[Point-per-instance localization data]
= = =

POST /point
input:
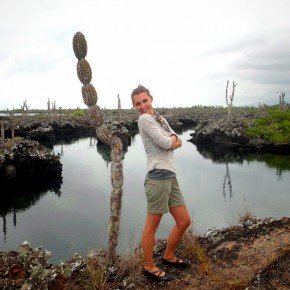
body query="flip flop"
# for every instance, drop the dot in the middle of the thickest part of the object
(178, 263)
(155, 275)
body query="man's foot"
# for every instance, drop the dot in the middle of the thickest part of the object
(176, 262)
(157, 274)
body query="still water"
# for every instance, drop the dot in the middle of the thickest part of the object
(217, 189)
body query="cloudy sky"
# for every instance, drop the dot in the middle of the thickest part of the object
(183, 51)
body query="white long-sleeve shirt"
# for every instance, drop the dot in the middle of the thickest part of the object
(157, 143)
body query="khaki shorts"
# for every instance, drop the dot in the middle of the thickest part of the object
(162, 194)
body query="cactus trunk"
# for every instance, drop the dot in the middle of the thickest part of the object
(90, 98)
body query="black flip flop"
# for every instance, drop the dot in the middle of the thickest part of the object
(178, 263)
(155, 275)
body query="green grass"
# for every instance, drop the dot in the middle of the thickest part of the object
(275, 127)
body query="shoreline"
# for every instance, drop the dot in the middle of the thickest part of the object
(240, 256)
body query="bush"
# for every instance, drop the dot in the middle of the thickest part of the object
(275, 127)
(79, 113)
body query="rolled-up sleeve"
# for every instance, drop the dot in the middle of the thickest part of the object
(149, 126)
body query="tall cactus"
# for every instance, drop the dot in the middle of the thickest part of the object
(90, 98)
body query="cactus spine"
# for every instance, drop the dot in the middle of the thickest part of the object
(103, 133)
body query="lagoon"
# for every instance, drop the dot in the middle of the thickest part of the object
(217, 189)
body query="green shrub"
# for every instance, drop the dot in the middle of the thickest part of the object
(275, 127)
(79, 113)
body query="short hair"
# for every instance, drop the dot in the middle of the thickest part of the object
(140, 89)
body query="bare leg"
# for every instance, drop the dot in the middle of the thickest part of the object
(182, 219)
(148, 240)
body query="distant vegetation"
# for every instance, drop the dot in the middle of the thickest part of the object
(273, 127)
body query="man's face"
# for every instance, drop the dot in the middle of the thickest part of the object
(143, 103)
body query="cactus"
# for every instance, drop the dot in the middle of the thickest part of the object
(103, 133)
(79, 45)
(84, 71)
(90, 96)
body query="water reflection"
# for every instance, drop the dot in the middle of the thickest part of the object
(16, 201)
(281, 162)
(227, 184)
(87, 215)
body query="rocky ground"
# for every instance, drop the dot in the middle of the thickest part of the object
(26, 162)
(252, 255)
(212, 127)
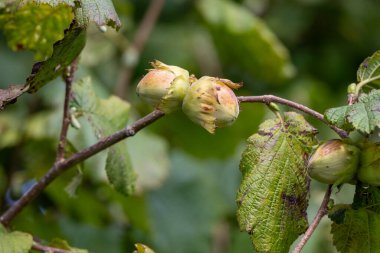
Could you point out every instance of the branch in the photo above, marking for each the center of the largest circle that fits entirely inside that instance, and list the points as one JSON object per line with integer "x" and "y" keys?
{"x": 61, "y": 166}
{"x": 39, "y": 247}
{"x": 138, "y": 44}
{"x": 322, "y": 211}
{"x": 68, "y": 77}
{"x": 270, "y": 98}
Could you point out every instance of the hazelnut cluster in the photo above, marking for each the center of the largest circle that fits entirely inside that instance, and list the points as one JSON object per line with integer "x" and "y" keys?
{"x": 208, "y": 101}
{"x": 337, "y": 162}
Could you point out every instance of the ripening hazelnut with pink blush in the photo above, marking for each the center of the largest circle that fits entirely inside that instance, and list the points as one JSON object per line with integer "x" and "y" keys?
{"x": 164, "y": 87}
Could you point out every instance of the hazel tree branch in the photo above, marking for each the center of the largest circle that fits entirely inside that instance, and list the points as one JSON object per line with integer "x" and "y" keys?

= = =

**TASK:** If a line in the records includes the string "cactus", copy it.

**ANSWER SECTION:**
body query="cactus trunk"
body query="tall cactus"
body query="cactus spine"
body query="cactus"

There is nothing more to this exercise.